# What is needed:
Can you retype every item below word for word, leaving out the pictures?

::::::

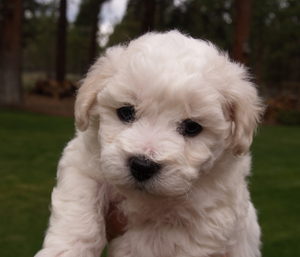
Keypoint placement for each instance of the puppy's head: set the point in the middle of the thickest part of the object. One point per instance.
(169, 106)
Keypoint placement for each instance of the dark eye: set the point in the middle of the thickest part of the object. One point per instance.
(190, 128)
(126, 113)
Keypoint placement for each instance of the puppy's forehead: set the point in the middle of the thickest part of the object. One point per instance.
(165, 69)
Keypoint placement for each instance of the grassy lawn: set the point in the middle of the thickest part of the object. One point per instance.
(31, 145)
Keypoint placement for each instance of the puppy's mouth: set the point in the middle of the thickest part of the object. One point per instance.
(142, 169)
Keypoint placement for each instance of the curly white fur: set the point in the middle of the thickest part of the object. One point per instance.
(198, 204)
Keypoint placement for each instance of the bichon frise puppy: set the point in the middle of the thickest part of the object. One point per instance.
(164, 127)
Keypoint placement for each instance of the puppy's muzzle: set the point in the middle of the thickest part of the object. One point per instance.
(142, 168)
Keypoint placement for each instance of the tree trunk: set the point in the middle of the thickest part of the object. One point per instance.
(95, 10)
(149, 15)
(241, 46)
(61, 42)
(11, 53)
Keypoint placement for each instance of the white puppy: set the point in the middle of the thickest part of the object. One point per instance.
(164, 127)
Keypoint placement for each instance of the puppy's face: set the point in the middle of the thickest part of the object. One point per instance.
(164, 116)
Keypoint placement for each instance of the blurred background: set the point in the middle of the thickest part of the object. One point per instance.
(46, 47)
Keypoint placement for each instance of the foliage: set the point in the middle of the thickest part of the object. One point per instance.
(275, 39)
(274, 43)
(31, 145)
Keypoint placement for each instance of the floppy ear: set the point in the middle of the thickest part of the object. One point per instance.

::::::

# Output:
Keypoint placement for each instance of the puppy's head: set the point in the middle of the thickest part of the object. One point per instance.
(169, 106)
Keypoint placement for each instance of the dark eye: set the point in the middle of the thickest part of the object. One point per instance.
(190, 128)
(126, 113)
Keypoint placement for each instance of the puppy's forehead: set the point in the middle of the thickest part of the object. One point per instance.
(165, 69)
Keypoint placement for each instance of the grassy lawn: set the point in the middle of the thickest part of the object. One point per instance.
(31, 145)
Keypoint placement for each instance of the puppy's mouth: set the point in the middle of the thickest part of the object. One point per instance.
(142, 169)
Keypoint placement for each instance of the curly white fur: set the point in the middle of the thickest part of the object. One point per instance.
(198, 204)
Keypoint placement for each instance of the bichon frise puppy: set the point in the middle of the thickest part of the object. One point per instance.
(164, 127)
Keypoint placement for each instance of the puppy's muzzle: set the point in the middle of the thickest part of the object. One point per instance.
(142, 168)
Keypoint placement for each instance of the tree trunk: set the point in the middle of the thickest part of the object. One point per instance.
(95, 10)
(149, 15)
(241, 46)
(61, 42)
(11, 53)
Keypoint placement for each instance of the white puppy: set the point in the middle of the thickest part of the object. One point per instance.
(164, 127)
Keypoint placement for each instance of the puppy's face: set the point in the middle of the thickest part of the object. One point per instance.
(164, 116)
Keypoint placement for each instance of the blurred background: set the point in the middle of the thickest part of the object. One point per instance.
(46, 47)
Keypoint placement for each instance of the foliage: set the point in the middle of the thickest part of the object. One point per instance.
(275, 39)
(274, 43)
(31, 145)
Keypoint placement for each instance of the floppy ear: set the point in the middle of the thickest part of the object. One point per instance.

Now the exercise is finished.